**Stated problem**
Pick out each line of the material below that contains the word "dirt", matching case exactly.

Pointing dataset records
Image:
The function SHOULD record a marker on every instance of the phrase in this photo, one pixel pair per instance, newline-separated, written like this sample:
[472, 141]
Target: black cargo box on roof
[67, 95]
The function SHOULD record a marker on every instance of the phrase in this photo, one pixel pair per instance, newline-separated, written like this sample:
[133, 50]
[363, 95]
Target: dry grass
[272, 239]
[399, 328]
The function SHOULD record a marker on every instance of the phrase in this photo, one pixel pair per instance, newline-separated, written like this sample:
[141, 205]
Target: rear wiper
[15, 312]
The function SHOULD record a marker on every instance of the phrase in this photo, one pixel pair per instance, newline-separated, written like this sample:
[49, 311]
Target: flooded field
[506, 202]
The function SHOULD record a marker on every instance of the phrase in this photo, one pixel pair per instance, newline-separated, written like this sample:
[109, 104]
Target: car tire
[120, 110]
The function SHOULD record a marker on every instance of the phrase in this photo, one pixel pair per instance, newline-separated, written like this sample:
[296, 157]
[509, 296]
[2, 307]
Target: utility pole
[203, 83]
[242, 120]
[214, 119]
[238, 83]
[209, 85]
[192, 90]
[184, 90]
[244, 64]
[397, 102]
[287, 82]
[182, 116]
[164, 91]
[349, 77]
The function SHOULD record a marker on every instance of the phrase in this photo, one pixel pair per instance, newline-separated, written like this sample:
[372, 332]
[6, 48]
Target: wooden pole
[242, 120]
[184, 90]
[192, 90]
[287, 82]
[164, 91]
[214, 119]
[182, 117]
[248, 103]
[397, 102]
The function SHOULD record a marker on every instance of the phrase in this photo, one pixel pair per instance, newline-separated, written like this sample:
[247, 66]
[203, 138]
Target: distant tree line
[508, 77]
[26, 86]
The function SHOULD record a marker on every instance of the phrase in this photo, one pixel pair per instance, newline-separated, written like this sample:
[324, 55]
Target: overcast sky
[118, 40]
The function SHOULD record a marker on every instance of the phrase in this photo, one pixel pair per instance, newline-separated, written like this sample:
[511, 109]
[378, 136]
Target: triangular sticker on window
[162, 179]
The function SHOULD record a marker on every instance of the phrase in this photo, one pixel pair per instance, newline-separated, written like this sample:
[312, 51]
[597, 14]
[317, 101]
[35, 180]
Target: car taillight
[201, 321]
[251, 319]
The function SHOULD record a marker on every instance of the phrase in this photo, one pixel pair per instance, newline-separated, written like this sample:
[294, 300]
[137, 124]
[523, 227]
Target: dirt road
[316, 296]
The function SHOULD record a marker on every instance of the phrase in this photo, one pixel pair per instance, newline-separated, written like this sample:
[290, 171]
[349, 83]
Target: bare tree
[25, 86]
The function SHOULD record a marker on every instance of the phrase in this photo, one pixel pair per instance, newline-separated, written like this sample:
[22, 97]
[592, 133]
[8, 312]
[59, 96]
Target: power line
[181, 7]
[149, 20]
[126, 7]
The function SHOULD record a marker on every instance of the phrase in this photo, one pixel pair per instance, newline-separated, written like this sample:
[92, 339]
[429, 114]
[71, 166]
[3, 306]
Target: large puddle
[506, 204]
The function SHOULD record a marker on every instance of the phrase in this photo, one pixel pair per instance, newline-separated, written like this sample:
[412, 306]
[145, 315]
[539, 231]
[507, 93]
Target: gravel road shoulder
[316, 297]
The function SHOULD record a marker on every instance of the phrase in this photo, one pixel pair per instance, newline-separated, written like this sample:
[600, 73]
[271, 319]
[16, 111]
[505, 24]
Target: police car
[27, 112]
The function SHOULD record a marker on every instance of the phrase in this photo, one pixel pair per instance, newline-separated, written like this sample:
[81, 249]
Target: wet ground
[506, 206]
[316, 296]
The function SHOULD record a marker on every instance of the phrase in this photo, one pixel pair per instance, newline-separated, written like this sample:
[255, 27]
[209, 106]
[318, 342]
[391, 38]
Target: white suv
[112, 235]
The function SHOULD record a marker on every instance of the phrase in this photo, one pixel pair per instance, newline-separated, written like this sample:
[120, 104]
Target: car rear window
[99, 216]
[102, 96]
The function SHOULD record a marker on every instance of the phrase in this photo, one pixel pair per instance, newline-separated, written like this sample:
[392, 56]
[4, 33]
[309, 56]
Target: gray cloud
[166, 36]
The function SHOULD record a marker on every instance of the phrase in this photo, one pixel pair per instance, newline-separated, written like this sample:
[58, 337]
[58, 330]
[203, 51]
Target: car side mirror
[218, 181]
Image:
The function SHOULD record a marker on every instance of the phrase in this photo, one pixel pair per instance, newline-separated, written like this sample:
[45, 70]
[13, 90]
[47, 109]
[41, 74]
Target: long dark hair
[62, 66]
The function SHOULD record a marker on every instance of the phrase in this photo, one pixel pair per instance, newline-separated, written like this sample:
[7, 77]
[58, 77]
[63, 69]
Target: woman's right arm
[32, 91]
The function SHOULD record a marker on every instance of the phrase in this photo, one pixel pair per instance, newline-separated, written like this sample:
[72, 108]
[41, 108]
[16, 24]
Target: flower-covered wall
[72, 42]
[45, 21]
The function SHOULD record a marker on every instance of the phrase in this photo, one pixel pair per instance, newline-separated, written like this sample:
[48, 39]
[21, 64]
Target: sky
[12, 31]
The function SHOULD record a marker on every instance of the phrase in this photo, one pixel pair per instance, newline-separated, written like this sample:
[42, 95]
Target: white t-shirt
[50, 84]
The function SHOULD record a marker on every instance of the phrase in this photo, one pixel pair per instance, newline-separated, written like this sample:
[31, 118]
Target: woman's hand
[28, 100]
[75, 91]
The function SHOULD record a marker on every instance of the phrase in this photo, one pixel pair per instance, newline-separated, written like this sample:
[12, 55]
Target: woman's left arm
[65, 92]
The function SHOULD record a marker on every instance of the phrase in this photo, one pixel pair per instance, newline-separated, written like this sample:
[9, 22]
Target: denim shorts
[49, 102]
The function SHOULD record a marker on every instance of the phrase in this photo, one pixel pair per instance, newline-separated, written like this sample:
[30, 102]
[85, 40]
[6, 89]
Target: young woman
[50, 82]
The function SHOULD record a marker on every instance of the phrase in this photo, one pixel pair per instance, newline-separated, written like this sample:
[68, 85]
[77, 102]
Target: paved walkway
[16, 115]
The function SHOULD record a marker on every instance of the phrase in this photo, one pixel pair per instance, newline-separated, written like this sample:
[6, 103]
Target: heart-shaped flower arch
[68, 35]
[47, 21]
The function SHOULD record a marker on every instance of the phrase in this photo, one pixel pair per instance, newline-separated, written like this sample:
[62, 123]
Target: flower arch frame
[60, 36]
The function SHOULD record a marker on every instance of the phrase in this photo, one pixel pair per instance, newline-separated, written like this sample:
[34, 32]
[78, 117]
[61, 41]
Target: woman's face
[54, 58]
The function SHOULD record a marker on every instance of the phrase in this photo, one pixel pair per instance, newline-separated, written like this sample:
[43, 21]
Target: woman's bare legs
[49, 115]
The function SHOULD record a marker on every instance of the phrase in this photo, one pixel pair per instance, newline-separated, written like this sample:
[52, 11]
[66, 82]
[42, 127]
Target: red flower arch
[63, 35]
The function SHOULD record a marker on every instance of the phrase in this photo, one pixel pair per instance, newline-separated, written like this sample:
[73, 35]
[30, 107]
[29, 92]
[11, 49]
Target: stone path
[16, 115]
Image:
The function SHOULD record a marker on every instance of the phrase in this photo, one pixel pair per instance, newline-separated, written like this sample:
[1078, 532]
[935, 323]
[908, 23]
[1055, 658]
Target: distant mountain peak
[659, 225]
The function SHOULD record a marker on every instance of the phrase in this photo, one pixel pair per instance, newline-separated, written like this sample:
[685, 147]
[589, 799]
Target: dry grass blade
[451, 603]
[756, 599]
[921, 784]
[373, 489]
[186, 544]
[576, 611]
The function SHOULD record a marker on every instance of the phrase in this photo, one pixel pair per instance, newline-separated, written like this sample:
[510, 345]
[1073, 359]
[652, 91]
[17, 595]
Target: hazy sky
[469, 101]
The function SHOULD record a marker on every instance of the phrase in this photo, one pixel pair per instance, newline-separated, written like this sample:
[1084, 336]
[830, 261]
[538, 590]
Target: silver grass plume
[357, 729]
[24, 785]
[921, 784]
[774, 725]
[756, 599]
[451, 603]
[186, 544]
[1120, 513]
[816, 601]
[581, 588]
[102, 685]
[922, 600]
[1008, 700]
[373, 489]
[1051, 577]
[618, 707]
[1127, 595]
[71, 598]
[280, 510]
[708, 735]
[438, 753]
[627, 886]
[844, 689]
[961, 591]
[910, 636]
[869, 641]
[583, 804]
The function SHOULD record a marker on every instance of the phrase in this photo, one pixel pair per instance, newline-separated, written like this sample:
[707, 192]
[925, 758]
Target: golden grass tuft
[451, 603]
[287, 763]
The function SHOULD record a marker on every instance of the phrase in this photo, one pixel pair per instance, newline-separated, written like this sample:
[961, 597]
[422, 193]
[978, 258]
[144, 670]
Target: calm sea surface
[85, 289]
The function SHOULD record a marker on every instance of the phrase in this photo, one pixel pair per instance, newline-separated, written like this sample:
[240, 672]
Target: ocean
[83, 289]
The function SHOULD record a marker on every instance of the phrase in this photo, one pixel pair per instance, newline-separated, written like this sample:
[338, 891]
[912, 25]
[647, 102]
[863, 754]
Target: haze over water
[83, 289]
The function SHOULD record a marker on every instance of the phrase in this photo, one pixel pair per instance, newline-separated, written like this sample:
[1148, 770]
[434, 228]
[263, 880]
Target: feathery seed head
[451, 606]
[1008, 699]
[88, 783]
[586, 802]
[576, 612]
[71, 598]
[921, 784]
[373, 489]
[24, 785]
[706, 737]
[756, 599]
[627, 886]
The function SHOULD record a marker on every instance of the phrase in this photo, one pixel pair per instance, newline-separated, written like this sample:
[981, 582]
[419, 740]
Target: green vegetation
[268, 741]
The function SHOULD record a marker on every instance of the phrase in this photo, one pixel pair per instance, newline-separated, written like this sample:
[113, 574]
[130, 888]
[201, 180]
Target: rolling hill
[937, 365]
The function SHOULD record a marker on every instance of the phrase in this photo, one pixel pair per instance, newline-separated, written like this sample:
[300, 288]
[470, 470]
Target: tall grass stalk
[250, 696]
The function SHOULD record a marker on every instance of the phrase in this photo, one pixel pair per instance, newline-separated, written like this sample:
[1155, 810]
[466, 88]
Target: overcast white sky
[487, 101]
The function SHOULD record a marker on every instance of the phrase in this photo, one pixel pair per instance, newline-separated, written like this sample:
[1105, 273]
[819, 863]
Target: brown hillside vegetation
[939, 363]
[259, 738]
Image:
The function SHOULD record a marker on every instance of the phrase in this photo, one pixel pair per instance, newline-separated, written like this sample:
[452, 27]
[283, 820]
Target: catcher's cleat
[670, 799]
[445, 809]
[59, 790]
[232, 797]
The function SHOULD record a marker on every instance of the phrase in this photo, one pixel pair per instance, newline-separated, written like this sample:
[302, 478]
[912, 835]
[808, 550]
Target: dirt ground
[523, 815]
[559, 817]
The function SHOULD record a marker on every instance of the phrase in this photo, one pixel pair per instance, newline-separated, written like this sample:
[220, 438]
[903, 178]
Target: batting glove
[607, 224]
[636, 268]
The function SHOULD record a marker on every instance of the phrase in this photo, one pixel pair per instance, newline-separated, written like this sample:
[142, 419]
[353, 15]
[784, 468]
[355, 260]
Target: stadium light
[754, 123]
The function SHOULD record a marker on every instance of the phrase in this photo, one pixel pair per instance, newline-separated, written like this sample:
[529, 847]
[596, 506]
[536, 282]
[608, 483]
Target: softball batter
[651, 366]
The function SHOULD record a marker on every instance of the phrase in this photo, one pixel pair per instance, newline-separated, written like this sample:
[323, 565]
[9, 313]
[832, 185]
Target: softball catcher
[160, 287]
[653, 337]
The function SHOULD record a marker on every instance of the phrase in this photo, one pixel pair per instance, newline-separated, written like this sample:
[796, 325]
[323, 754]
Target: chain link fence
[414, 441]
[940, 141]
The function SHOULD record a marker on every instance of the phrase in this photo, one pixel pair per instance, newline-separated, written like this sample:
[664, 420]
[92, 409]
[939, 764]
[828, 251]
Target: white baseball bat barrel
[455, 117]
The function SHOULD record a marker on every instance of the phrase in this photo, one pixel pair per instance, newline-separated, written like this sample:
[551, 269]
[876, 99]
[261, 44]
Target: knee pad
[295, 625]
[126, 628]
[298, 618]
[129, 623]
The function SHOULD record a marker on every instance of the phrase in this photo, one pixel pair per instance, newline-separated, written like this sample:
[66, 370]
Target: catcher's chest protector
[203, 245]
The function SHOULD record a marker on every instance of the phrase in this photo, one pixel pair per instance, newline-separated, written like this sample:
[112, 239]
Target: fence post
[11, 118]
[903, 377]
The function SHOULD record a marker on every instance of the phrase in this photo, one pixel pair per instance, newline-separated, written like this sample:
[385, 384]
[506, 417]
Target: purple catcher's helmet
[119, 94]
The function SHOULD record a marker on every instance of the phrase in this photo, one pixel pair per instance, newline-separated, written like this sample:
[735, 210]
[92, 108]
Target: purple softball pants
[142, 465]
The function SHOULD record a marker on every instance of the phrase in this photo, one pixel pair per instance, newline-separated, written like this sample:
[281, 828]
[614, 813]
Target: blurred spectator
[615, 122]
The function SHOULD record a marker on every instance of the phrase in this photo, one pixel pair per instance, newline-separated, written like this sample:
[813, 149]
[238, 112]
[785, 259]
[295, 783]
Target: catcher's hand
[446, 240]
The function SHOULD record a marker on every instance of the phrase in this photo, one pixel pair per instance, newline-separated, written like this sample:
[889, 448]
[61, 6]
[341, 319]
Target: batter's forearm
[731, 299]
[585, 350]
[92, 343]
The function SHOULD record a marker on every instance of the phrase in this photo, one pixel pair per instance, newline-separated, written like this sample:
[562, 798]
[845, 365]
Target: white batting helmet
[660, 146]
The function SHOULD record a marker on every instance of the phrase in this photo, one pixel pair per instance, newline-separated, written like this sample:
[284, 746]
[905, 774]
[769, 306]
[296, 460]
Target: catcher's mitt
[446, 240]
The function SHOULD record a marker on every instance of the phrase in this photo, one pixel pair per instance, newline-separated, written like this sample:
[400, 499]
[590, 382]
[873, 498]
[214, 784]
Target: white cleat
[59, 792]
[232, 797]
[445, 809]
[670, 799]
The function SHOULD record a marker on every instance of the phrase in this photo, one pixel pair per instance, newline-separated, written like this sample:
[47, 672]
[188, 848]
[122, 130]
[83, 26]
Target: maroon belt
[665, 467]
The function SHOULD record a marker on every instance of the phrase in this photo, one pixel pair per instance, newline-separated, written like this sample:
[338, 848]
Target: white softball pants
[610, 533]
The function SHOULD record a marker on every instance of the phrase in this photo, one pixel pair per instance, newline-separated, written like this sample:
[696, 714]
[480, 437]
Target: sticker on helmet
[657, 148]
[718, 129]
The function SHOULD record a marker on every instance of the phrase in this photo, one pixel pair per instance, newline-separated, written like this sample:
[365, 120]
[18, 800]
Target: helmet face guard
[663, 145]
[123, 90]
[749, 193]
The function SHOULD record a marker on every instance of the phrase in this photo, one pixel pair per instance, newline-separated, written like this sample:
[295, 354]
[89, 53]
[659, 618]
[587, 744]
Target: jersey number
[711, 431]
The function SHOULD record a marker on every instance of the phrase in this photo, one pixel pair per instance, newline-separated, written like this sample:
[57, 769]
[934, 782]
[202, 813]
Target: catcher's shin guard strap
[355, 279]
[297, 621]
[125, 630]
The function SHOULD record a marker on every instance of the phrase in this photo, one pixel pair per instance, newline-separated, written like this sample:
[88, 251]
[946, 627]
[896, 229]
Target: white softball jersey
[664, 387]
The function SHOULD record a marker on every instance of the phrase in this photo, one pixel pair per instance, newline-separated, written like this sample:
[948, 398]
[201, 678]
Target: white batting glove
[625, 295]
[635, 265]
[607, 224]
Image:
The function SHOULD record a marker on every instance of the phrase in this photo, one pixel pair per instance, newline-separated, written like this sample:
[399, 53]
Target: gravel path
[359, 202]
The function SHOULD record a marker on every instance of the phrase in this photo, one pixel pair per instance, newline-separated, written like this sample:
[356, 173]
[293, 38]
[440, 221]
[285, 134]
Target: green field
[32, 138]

**Written response**
Target: dirt road
Target: dirt ground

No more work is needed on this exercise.